Required tasks =>
1 > In the article on Cambodia's mango exports, which company began exporting the fruit to South Korea in January?
2 > From the article on Cambodia's mango exports, return the passage starting at "In July last" and ending at "and birds’ nests.".
(Extract to read begins)
Cambodia’s mangoes will soon be exported to China after expert teams between the two countries concluded technical problems concerning phytosanitary arrangements relating to the control of plant diseases.
Despite difficulties during the critical situation sparked by the COVID-19 pandemic, discussions on the matter were still possible by teleconference, said Srey Vuthy, a spokesperson at the Agriculture Ministry.
Vuthy told Khmer Times yesterday the move will pave the way for the two countries to sign an agreement to officially allow the fruit shipment to China.
“I’m not sure when this agreement is set to be signed – it has to wait until the pandemic is over,” he said.
The fruit officially began being exported to South Korea in January this year by South Korean-based company Hyundai Agro. The firm announced during the time that it sends both yellow and green mangoes weighing between 5 to 20 tonnes every day to the market.
In July last year, the ministry made public a list of the agricultural goods that are being prioritised for export to China. The list contained six items – fresh mango, longan, pepper, dragon fruit, fragrant coconuts and birds’ nests.
But Vuthy said he was only aware mango progress had been made, noting that the remaining agricultural products are still under discussion.
When contacted, Ke Monyvuth, director of the ministry’s crop protection and phytosanitary department, said he could not comment as he was busy on a teleconference.
Ngin Chhay, director-general of agriculture at the Agriculture Ministry, previously said if shipments are approved, China would become the biggest buyer of Cambodia’s mangoes.
He noted that mango shipments will not be approved by Chinese authorities unless significant investment goes into building processing and packaging facilities, noting that the country is in dire need of vapour heat treatment facilities.
“Cambodia has great mangoes but we cannot export them to China, which is the biggest market for this product,” Chhay added. “We urge the private sector to invest in the sector and build the necessary treatment facilities.”
“Building the infrastructure needed to meet those requirements takes time and capital, he said. For example, to process mangoes that can be shipped to China or Korea, factories need to be equipped with a vapour heat treatment system to control fruit fly infestations,” he explained.
Cambodia and China recently announced they had concluded the second round of the free-trade agreement negotiation – with a resounding 70 percent success rate so far and the deal is expected to be inked by the end of the year.
Observers said the FTA deal would mutually benefit the two nations, while allowing Cambodia to attract more Chinese investments and enabling the Kingdom to export more products, especially agricultural ones.
However, Vuthy said agricultural products still require sanitary and phytosanitary testing even when the deal is signed, in the interests of public health.
(Extract to read ends)
(Dataset begins)
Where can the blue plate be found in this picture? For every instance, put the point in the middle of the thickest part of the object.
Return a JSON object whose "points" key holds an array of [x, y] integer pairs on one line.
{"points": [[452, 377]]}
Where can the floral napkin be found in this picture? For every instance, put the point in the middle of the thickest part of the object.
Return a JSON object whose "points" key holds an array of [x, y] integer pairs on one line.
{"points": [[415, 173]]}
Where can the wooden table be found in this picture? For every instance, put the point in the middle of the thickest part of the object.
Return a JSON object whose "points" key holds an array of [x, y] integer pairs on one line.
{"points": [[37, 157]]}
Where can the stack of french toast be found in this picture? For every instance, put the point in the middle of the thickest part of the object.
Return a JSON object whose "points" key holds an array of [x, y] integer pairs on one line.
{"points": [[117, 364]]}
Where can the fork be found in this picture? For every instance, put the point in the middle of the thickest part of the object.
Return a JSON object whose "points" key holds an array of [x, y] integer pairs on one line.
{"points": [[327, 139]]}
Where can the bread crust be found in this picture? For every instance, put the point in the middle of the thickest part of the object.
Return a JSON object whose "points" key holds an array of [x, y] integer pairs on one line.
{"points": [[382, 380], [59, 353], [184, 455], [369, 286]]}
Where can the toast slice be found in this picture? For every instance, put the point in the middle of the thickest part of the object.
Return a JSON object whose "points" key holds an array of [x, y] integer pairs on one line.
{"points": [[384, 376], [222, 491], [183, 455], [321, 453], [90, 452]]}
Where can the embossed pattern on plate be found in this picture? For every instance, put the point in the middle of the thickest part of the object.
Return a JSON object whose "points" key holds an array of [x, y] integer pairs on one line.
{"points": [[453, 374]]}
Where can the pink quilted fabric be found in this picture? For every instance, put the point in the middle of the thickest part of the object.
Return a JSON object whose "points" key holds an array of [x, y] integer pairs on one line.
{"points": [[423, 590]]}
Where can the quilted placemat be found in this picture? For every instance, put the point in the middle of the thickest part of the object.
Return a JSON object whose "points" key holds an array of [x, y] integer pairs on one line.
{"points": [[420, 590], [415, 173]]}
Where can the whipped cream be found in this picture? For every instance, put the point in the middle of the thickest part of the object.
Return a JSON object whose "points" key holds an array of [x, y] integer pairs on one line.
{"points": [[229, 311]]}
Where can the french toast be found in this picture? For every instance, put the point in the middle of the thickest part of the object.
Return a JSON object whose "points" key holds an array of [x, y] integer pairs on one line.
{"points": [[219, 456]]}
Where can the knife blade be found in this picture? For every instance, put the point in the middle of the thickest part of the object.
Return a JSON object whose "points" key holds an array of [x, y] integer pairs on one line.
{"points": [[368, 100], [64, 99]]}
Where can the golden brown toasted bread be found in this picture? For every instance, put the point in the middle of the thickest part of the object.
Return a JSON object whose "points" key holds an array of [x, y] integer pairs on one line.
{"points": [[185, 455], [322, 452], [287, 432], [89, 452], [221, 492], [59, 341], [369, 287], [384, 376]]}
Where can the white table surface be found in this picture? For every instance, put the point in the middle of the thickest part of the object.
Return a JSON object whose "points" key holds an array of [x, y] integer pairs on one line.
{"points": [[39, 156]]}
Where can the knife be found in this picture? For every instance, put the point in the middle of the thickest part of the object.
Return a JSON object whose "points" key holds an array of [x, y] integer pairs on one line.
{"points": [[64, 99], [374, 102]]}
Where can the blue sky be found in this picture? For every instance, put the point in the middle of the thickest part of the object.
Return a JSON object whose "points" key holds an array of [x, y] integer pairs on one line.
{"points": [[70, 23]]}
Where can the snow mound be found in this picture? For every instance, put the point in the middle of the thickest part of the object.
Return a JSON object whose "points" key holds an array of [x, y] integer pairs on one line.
(Dataset ends)
Answer list =>
1 > Hyundai Agro, a South Korean-based company.

2 >
In July last year, the ministry made public a list of the agricultural goods that are being prioritised for export to China. The list contained six items – fresh mango, longan, pepper, dragon fruit, fragrant coconuts and birds’ nests.